(Beginning of Document excerpt)
UNCDF Local Development Fund: Somalia's Fiscal Decentralisation Success Story
Mkhululi Ncube and Amadou Sy from UNCDF share highlights of successes from the Local Development Fund (LDF) − a discretionary, multi-sectoral, performance-based grant for local governments. LDF has created a relatively simple, objective, fair, reliable, and predictable intergovernmental fiscal transfer system that can easily be upscaled.
The LDF uses a transparent allocation formula and incorporates a performance component that promotes a high degree of compliance with public finance management best practices and procedures. The fund is capitalised by development partners through the Joint Programme on Local Governance and the different states and districts, stimulating high levels of community ownership. Ten years ago, intergovernmental transfers were rare, unpredictable, and small but over the last decade fiscal decentralisation footprints of local governance reforms have grown. Currently, different levels of government are able to work together in planning, contracting, overseeing, and paying for goods and services.
(End of Document excerpt)
(Beginning of Material supplied)
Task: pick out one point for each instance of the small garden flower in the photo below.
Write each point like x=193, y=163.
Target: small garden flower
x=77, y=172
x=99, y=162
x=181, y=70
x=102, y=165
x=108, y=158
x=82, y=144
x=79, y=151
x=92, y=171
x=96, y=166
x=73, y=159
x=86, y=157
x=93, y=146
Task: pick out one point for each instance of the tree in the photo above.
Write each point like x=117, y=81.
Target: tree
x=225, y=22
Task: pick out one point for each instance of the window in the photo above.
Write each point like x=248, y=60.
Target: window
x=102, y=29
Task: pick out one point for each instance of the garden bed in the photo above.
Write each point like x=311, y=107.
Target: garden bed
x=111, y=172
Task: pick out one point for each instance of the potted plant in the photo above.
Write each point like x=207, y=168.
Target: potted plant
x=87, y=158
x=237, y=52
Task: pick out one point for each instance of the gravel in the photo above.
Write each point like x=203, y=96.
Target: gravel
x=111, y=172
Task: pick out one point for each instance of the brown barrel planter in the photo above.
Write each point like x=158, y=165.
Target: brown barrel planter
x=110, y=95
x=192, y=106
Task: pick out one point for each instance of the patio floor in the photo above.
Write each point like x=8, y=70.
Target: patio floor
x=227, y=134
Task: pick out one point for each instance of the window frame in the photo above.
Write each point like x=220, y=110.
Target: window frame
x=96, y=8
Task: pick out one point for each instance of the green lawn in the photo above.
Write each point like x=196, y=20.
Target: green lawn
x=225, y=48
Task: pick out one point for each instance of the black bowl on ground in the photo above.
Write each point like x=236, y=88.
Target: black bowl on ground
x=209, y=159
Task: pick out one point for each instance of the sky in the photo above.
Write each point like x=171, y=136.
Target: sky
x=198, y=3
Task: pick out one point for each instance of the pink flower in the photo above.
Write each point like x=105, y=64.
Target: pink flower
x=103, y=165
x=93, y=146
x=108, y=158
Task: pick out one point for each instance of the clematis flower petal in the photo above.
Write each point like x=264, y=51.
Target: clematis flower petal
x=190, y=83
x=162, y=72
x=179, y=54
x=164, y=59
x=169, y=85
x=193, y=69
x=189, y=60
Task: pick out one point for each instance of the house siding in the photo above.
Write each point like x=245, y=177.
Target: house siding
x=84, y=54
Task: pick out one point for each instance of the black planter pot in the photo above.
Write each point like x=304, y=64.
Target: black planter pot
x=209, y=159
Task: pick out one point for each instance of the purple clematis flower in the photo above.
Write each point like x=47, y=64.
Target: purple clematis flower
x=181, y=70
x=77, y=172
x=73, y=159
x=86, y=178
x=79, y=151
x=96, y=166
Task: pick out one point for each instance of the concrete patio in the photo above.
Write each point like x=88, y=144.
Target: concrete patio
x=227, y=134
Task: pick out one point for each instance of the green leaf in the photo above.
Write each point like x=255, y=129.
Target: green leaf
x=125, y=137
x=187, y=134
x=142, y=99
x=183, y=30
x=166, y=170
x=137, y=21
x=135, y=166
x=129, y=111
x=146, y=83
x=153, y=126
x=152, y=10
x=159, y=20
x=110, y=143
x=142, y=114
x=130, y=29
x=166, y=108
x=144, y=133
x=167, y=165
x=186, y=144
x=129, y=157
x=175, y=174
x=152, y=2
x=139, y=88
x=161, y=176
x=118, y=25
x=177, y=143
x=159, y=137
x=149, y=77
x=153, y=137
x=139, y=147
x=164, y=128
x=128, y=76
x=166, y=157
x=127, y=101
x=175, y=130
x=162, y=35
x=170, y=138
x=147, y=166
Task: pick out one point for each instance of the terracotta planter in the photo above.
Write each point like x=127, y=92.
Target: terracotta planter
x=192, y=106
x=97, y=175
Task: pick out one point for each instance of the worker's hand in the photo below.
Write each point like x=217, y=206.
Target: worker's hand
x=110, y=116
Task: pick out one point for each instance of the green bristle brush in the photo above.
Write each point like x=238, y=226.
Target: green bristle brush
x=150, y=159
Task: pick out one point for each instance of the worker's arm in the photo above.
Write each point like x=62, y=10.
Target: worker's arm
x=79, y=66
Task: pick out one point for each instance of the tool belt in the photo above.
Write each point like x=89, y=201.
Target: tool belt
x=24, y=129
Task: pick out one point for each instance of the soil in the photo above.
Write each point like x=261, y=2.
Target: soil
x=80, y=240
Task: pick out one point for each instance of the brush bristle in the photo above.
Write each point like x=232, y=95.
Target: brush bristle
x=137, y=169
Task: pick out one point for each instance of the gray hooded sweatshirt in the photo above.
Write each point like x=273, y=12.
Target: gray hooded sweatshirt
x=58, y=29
(End of Material supplied)
▶ [Aim of the exercise] Can you rewrite the paragraph in the article on Somalia's Local Development Fund that begins "The LDF uses a transparent allocation formula" as a short bulleted list that keeps its main facts?

▶ [Response area]
- The LDF allocates funds through a transparent formula and includes a performance component that encourages strong compliance with public finance management best practices and procedures.
- Development partners fund it through the Joint Programme on Local Governance, along with the states and districts, which builds high community ownership.
- Ten years ago, intergovernmental transfers were rare, unpredictable, and small. Over the last decade, the fiscal decentralization footprints of local governance reforms have grown.
- Different levels of government now work together to plan, contract, oversee, and pay for goods and services.